Task goal -> State the number of lines in the records that contain "rear", with no other words.

Recorded information ->
+++
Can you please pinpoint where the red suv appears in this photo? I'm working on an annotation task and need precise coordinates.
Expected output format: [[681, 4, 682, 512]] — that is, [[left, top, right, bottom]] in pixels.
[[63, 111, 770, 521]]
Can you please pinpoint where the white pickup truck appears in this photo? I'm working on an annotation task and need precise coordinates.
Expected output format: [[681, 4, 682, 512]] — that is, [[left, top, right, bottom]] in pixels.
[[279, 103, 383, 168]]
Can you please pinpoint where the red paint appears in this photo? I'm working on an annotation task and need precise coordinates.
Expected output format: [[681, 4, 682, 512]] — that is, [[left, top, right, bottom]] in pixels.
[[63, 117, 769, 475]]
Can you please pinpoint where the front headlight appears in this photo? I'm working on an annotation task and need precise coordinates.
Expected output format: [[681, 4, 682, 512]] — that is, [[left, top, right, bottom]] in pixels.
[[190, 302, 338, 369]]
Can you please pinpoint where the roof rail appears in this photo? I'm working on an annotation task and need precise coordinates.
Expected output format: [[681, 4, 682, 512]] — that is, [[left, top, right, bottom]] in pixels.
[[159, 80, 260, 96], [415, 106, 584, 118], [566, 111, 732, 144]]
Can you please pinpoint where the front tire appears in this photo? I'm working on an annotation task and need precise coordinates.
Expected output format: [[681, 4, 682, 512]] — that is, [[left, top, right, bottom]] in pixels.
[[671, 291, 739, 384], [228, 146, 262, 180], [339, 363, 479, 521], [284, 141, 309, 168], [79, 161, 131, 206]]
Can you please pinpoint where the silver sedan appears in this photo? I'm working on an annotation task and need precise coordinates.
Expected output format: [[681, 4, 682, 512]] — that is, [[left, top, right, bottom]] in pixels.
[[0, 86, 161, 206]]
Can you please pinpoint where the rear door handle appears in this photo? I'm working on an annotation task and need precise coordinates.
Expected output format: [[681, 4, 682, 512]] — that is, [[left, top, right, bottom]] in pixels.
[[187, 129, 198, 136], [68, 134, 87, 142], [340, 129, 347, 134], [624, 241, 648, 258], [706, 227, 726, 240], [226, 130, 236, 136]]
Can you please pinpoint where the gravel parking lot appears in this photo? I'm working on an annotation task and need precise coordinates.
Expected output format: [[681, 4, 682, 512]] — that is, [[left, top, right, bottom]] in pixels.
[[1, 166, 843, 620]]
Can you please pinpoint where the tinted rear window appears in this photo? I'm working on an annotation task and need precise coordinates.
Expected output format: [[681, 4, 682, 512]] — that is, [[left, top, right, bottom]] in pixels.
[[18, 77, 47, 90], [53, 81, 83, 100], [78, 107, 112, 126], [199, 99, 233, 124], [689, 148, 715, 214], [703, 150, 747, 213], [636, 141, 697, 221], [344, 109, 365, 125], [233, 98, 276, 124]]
+++
Output of the task -> 2